_Exercise requirements:_ Rewrite all of the data below, replacing every "butterfly" with "moth" and keeping everything else unchanged. Leave the pictures out of your answer.

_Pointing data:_
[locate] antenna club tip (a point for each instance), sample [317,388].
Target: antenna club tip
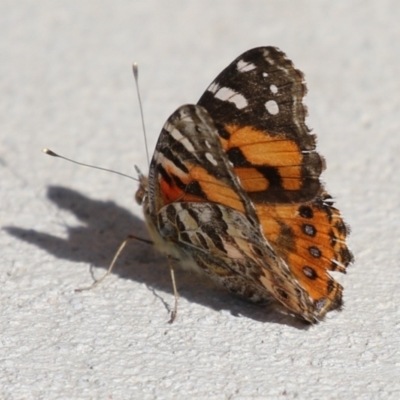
[135,69]
[49,152]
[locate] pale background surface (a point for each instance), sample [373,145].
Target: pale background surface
[66,83]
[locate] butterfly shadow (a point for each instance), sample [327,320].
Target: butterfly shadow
[104,226]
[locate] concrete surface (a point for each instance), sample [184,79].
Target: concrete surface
[66,83]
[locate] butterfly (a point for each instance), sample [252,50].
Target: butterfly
[234,190]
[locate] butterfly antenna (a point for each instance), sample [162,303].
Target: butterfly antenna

_Solution for this exercise:_
[locate] antenna club tip (a point for each instance), sample [317,388].
Target: antenna club tip
[135,69]
[49,152]
[locate] pale background surface (a point for each instance), sample [373,145].
Target: pale background surface
[66,83]
[locate] moth shadow (a point for each instance), sample [327,320].
Target: moth shadow
[104,226]
[locate] concrete surface (a point for each instance), sample [184,79].
Target: concrete surface
[66,83]
[locate] moth (a point for each instance), sample [252,50].
Target: moth
[234,190]
[locate] moth antenna (a point for each instance), sample [162,303].
Target: moth antenna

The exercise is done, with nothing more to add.